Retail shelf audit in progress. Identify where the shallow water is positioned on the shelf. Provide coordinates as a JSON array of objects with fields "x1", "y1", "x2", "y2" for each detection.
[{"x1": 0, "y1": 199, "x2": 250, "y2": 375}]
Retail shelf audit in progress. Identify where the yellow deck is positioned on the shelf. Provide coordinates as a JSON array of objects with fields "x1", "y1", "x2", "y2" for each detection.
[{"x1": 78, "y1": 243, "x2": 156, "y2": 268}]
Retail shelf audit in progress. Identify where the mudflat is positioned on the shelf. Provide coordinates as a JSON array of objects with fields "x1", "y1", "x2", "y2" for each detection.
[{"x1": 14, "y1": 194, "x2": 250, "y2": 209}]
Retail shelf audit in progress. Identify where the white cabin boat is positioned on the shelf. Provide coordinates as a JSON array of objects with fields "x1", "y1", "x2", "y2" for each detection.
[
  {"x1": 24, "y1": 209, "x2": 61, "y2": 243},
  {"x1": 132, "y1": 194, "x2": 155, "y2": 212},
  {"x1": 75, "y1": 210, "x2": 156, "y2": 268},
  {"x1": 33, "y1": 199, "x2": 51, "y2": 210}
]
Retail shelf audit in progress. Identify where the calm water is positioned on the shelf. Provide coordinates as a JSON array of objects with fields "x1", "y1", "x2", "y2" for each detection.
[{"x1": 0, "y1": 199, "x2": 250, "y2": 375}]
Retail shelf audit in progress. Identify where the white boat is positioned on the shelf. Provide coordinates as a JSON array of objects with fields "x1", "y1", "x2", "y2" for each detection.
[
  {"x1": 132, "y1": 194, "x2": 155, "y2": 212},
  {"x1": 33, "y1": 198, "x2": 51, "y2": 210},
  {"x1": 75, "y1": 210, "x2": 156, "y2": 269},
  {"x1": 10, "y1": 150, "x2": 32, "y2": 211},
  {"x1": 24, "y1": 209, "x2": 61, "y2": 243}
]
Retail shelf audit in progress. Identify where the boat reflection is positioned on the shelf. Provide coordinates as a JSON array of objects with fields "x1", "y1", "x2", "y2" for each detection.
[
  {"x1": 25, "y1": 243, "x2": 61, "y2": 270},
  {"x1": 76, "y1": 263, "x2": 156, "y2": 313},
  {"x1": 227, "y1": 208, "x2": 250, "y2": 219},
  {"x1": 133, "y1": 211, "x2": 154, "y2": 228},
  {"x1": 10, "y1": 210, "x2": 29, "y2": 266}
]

• _Instructions to follow_
Pull out each line above that contains the word "cabin" and copy it in full.

• _Output for this task_
Retail shelf audit in progress. Identify where the white cabin boat is positioned on the shelf. Provide coordinates as a JSON array of objects with fields "x1", "y1", "x2", "y2" for each detection.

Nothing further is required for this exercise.